# [Rows from a box labeling dataset]
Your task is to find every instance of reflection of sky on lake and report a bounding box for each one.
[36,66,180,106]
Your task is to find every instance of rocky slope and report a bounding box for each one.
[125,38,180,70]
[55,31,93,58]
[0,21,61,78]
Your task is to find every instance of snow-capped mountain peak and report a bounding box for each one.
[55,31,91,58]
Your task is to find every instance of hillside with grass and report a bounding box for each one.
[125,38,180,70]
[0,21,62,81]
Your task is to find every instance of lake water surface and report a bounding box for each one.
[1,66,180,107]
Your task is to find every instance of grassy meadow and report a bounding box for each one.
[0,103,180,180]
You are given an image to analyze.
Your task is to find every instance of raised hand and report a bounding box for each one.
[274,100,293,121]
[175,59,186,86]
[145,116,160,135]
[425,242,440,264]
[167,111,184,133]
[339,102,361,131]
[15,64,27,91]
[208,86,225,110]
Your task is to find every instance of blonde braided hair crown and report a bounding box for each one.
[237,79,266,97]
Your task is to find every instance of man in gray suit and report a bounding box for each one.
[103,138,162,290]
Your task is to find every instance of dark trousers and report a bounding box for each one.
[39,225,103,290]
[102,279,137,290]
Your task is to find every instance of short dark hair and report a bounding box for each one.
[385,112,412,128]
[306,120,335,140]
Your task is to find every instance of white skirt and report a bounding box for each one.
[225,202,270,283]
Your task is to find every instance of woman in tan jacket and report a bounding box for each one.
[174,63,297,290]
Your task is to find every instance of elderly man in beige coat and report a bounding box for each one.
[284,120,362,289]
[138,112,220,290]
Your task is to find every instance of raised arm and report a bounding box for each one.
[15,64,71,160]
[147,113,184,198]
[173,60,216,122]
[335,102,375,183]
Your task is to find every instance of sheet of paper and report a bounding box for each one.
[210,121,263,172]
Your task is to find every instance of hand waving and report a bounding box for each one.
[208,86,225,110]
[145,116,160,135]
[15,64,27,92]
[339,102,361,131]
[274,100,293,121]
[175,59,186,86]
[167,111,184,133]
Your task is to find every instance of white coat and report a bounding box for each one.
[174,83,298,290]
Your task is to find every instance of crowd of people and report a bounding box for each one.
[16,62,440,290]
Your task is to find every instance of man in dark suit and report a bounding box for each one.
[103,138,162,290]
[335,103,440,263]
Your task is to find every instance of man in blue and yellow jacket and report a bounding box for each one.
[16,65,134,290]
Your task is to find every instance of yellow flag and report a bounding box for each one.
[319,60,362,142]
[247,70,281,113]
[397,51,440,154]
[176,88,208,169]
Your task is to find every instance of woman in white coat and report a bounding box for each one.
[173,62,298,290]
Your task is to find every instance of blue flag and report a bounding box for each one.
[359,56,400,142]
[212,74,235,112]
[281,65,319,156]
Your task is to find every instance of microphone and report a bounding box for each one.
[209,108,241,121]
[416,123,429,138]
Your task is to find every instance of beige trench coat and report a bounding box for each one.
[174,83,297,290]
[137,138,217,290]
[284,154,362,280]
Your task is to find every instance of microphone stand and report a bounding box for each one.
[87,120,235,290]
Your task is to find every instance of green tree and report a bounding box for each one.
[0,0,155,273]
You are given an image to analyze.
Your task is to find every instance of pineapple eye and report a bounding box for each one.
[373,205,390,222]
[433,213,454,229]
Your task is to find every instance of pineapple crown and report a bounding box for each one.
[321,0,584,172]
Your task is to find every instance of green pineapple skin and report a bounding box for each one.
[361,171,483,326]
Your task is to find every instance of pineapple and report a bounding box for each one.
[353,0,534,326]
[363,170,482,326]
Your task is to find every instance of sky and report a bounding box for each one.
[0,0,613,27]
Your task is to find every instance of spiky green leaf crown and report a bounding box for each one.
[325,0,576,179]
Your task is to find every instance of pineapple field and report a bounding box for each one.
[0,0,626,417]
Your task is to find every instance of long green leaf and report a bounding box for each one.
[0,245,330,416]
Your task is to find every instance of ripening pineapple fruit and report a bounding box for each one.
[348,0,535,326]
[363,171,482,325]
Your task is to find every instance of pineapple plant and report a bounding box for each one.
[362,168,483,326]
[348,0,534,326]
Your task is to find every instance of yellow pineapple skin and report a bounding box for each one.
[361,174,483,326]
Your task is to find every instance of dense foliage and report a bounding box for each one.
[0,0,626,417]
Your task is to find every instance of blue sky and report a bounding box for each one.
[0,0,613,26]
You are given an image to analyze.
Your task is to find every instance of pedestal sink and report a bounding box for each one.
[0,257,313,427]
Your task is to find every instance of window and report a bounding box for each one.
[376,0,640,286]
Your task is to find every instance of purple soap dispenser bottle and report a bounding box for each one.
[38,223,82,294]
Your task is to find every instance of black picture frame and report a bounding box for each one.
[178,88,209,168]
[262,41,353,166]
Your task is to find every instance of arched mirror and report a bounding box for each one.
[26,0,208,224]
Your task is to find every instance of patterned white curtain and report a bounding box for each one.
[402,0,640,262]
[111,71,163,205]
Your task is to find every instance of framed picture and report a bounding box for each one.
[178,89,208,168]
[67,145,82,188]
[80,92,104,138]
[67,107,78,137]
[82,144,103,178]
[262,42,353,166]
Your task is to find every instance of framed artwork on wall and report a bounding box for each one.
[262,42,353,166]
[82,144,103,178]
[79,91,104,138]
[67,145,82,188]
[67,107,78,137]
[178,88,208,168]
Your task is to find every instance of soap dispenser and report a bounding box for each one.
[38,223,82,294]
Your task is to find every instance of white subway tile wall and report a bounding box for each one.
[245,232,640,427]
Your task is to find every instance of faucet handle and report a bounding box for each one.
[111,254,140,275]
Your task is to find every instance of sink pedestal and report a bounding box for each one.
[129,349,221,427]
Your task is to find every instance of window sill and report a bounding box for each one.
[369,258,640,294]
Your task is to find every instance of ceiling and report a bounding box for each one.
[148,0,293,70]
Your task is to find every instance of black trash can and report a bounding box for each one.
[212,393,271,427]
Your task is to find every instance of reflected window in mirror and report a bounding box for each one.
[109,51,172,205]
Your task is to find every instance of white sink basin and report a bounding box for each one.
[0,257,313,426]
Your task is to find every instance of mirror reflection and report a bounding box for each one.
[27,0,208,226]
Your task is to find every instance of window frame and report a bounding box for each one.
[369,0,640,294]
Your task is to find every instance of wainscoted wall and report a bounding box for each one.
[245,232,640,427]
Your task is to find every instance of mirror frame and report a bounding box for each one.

# [Short task]
Rewrite the lines above as a numbered list, skipping any blank lines.

# [The response]
1. Your task is to find every instance of reflection of sky on lake and report a bounding box for each one.
2. [36,66,180,106]
3. Your task is to find every instance of rocky slope and report a bounding box for each one.
4. [125,38,180,70]
5. [55,31,93,58]
6. [0,21,61,78]
7. Your task is to find every instance of snow-capped mountain peak and report a bounding box for each one.
8. [55,31,91,58]
9. Your task is to find every instance of hillside with grass and report a bounding box for each one.
10. [125,38,180,70]
11. [0,21,62,81]
12. Your task is to find every instance of lake water surface and report a bounding box for each one.
13. [1,66,180,107]
14. Your task is to find every instance of grassy meadow and report a bounding box for each one.
15. [0,103,180,180]
16. You are given an image to analyze.
17. Your task is to find every instance of raised hand and report a bounding box for each one.
18. [274,100,293,121]
19. [175,59,186,86]
20. [145,116,160,135]
21. [425,242,440,264]
22. [167,111,184,133]
23. [339,102,361,131]
24. [15,64,27,91]
25. [208,86,225,110]
26. Your task is to find every instance of blonde braided hair crown and report a bounding box for each one.
27. [237,79,266,97]
28. Your task is to find every instance of man in gray suit and report a bounding box for each one.
29. [103,138,162,290]
30. Your task is to find every instance of dark trousers and report a bounding box for each one.
31. [39,225,103,290]
32. [102,279,137,290]
33. Your task is to find every instance of short dark hair and report a bounding box for each one.
34. [385,112,412,128]
35. [306,120,335,140]
36. Your task is to find every instance of white skirt and report a bounding box for each one.
37. [225,202,270,283]
38. Your task is to find every instance of woman in tan jacket and report a bounding box for each one.
39. [174,63,297,290]
40. Your task is to find every instance of elderly man in beige coat and report a bounding box for each one.
41. [284,120,362,289]
42. [138,112,220,290]
43. Your task is to find every instance of raised arm and report a bounding box for each one.
44. [15,64,71,160]
45. [147,113,184,198]
46. [173,60,216,122]
47. [335,102,375,183]
48. Your task is to find every instance of sheet of paper and report a bounding box for each one.
49. [210,121,263,172]
50. Your task is to find every instance of hand waving and report a bounding box for each one.
51. [208,86,225,110]
52. [145,116,160,135]
53. [15,64,27,92]
54. [339,102,361,131]
55. [274,100,293,121]
56. [175,59,186,86]
57. [167,111,184,133]
58. Your task is to find every instance of white coat and report a bounding box for each one.
59. [174,83,298,290]
60. Your task is to find every instance of crowd of people and report a bounding box for each one.
61. [16,62,440,290]
62. Your task is to find every instance of man in dark suit and report a bounding box for each one.
63. [103,138,162,290]
64. [335,103,440,263]
65. Your task is to find every instance of man in blue and yellow jacket and report a bounding box for each one.
66. [16,65,134,290]
67. Your task is to find every instance of yellow flag and report a bounding box for each one.
68. [319,60,362,142]
69. [247,70,281,113]
70. [397,51,440,154]
71. [176,88,208,169]
72. Your task is to find every instance of woman in white coat and report a bounding box for each one.
73. [173,62,298,290]
74. Your task is to find every instance of blue flag and report a bounding box for each one.
75. [359,56,400,142]
76. [212,74,235,112]
77. [281,65,319,156]
78. Your task is to find every instance of microphone and report a bounding box for each one.
79. [209,108,241,121]
80. [416,123,429,138]
81. Your task is to find every instance of beige trench coat and report a bounding box for each one.
82. [174,83,297,290]
83. [137,138,217,290]
84. [284,154,362,280]
85. Your task is to find every instance of microphone stand and report a bounding box for each one.
86. [87,120,235,290]
87. Your task is to find every instance of green tree and report a bounding box for each one.
88. [0,0,155,273]
89. You are given an image to analyze.
90. Your task is to find every instance of pineapple eye and report a bounding box for each one.
91. [373,205,390,222]
92. [433,213,454,229]
93. Your task is to find every instance of pineapple crown and report a bounding box for each one.
94. [321,0,584,172]
95. Your task is to find every instance of green pineapple skin and report a bounding box for each one.
96. [361,171,483,326]
97. Your task is to find every instance of pineapple and report a bounding box for each one.
98. [353,0,534,326]
99. [363,170,482,326]
100. Your task is to find every instance of sky and report a bounding box for each one.
101. [0,0,613,27]
102. Your task is to find every instance of spiky green leaf crown and report a bounding box for each one.
103. [325,0,576,179]
104. Your task is to find every instance of pineapple field and report a bounding box for each one.
105. [0,0,626,417]
106. Your task is to find every instance of long green leaf and report a bounding box for each one.
107. [0,245,330,416]
108. Your task is to find every instance of ripening pineapple fruit and report a bounding box for each one.
109. [348,0,535,326]
110. [363,171,482,325]
111. Your task is to find every instance of pineapple plant and report a bounding box for each one.
112. [362,168,483,326]
113. [348,0,534,326]
114. Your task is to find every instance of yellow pineapple skin and report a bounding box for each one.
115. [361,174,483,326]
116. Your task is to find every instance of dense foliage and report a bounding box for each one.
117. [0,0,626,417]
118. Your task is to find every instance of blue sky and report a bounding box for each one.
119. [0,0,613,26]
120. You are given an image to analyze.
121. Your task is to find every instance of pedestal sink and report a bounding box for each one.
122. [0,257,313,427]
123. Your task is to find every instance of window and report a bounding box for each one.
124. [376,0,640,286]
125. Your task is to find every instance of purple soap dispenser bottle and report a bounding box for each one.
126. [38,223,82,294]
127. Your task is to find every instance of black picture frame and report a bounding box for each one.
128. [178,88,209,168]
129. [262,41,353,166]
130. Your task is to find every instance of arched mirror and report a bounding box for each one.
131. [26,0,208,224]
132. Your task is to find every instance of patterned white curtain and report a bounding box for each one.
133. [402,0,640,262]
134. [111,71,163,205]
135. Your task is to find every instance of framed picture and report a bounding box for each one.
136. [178,89,208,168]
137. [67,145,82,188]
138. [80,92,104,138]
139. [67,107,78,137]
140. [82,144,103,178]
141. [262,42,353,166]
142. Your task is to find every instance of framed artwork on wall and report a bounding box for each one.
143. [262,42,353,166]
144. [82,144,103,178]
145. [79,91,104,138]
146. [67,145,82,188]
147. [67,107,78,137]
148. [178,88,208,168]
149. Your task is to find every instance of soap dispenser and report a bounding box for each one.
150. [38,223,82,294]
151. Your task is to find every instance of white subway tile wall and report a bounding box for each one.
152. [245,232,640,427]
153. Your task is to find every instance of faucet handle and report a bounding box for each one.
154. [111,254,140,275]
155. Your task is to find every instance of sink pedestal and report a bounding box for each one.
156. [129,349,221,427]
157. Your task is to find every instance of window sill and report a bounding box for each one.
158. [369,258,640,294]
159. Your task is to find every instance of ceiling and report a bounding box for each one.
160. [148,0,293,70]
161. Your task is to find every instance of black trash can and report a bounding box for each one.
162. [212,393,271,427]
163. Your task is to find every instance of reflected window in mirror and report a bounding box for each one.
164. [109,51,172,205]
165. Your task is to find every instance of white sink basin and report a bounding box for each one.
166. [0,257,313,426]
167. Your task is to find every instance of mirror reflection and report a bounding box for each one.
168. [27,0,208,226]
169. Your task is to find every instance of window frame and report a bounding box for each one.
170. [369,0,640,294]
171. Your task is to find every instance of wainscoted wall and report a bounding box for each one.
172. [245,232,640,427]
173. Your task is to find every instance of mirror frame and report a bounding box for each one.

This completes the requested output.